Work instructions:
Exact repetition of every entry is required.
----- Records for processing
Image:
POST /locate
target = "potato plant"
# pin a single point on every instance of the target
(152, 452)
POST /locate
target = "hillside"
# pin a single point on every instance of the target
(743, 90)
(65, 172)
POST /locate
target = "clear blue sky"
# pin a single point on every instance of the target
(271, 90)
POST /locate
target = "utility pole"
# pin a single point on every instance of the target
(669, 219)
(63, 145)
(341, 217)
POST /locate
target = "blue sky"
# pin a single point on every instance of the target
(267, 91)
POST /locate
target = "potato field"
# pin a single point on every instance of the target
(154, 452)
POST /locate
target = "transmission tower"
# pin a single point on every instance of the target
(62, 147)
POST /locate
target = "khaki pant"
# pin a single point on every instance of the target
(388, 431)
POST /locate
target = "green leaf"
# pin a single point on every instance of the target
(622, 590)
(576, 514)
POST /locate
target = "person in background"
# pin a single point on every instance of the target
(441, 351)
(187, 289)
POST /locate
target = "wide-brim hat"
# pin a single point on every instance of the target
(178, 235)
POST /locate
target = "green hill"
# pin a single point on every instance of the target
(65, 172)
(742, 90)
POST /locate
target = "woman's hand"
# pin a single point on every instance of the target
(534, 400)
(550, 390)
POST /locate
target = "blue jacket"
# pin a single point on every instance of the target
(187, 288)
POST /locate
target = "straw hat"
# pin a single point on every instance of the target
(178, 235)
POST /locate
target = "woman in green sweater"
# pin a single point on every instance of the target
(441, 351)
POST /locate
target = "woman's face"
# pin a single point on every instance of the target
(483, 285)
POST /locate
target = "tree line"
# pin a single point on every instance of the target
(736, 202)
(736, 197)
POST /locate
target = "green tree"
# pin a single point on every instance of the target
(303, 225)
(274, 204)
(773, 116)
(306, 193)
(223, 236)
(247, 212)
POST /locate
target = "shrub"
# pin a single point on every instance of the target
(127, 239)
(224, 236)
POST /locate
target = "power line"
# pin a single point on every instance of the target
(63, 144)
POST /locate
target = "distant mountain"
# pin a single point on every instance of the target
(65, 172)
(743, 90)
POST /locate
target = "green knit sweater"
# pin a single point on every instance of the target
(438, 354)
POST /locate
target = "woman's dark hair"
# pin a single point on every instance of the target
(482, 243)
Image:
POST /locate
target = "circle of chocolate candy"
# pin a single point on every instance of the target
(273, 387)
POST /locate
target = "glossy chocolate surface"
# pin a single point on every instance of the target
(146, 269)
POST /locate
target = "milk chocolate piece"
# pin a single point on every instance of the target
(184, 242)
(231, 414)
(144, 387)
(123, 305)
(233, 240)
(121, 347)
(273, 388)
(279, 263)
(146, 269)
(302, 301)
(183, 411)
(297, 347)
----------
Exercise answer:
Image:
POST /locate
target = "potato plant"
# pin a single point on every instance of the target
(152, 452)
POST /locate
target = "hillside"
# pin a single point on every instance of the target
(743, 90)
(65, 172)
POST /locate
target = "clear blue sky"
# pin a single point on every instance of the target
(271, 90)
POST /locate
target = "utility pole"
# pin a single point on every instance of the target
(669, 219)
(63, 145)
(341, 217)
POST /locate
target = "blue sky"
# pin a single point on every instance of the target
(267, 91)
POST /locate
target = "potato field"
# pin a single point on every instance of the target
(154, 452)
POST /locate
target = "transmission tower"
# pin a single point on every instance of the target
(62, 147)
POST /locate
target = "khaki pant"
# pin a single point on every instance of the target
(388, 431)
POST /locate
target = "green leaf"
# pin a single point on every instance of the target
(622, 590)
(576, 514)
POST /locate
target = "person in background"
# pin a single point on every instance of the target
(441, 351)
(187, 289)
POST /locate
target = "wide-brim hat"
# pin a single point on every instance of the target
(178, 235)
POST /locate
target = "green hill"
# pin a single point on every instance of the target
(65, 172)
(742, 90)
POST /locate
target = "woman's hand"
# pin a single point on every instance of the target
(534, 400)
(550, 390)
POST /locate
target = "blue jacket"
# pin a single point on every instance of the target
(187, 288)
POST /locate
target = "straw hat"
# pin a single point on every instance of the target
(178, 235)
POST /locate
target = "woman in green sweater"
# pin a single point on every instance of the target
(441, 351)
POST /locate
target = "woman's face"
# pin a single point on every instance of the target
(483, 285)
POST /locate
target = "tree line"
# pin a single point on every instance of the target
(736, 202)
(736, 197)
POST /locate
target = "green tree"
# pin a single point on every instance of the target
(303, 225)
(274, 204)
(773, 116)
(306, 193)
(223, 236)
(247, 212)
POST /locate
target = "shrub"
# pin a single point on every instance of the target
(127, 239)
(224, 236)
POST /locate
target = "power line"
# pin a single point on every instance of the target
(63, 144)
POST /locate
target = "distant mountain"
# pin a single point on every instance of the target
(65, 172)
(743, 90)
POST /locate
target = "green knit sweater"
# pin a single point on every instance of the target
(438, 354)
POST /locate
target = "woman's dark hair"
# pin a single point on every instance of the target
(482, 243)
Image:
POST /locate
target = "circle of chocolate candy"
# pin a single point on every instance of the target
(273, 387)
POST /locate
target = "glossy chocolate surface"
# pin a single point on every instance of the target
(146, 269)
POST /locate
target = "milk chocolate piece"
# pin a single point on every instance of the target
(184, 242)
(231, 414)
(144, 387)
(123, 305)
(233, 240)
(121, 347)
(273, 388)
(279, 263)
(146, 269)
(302, 301)
(183, 411)
(297, 347)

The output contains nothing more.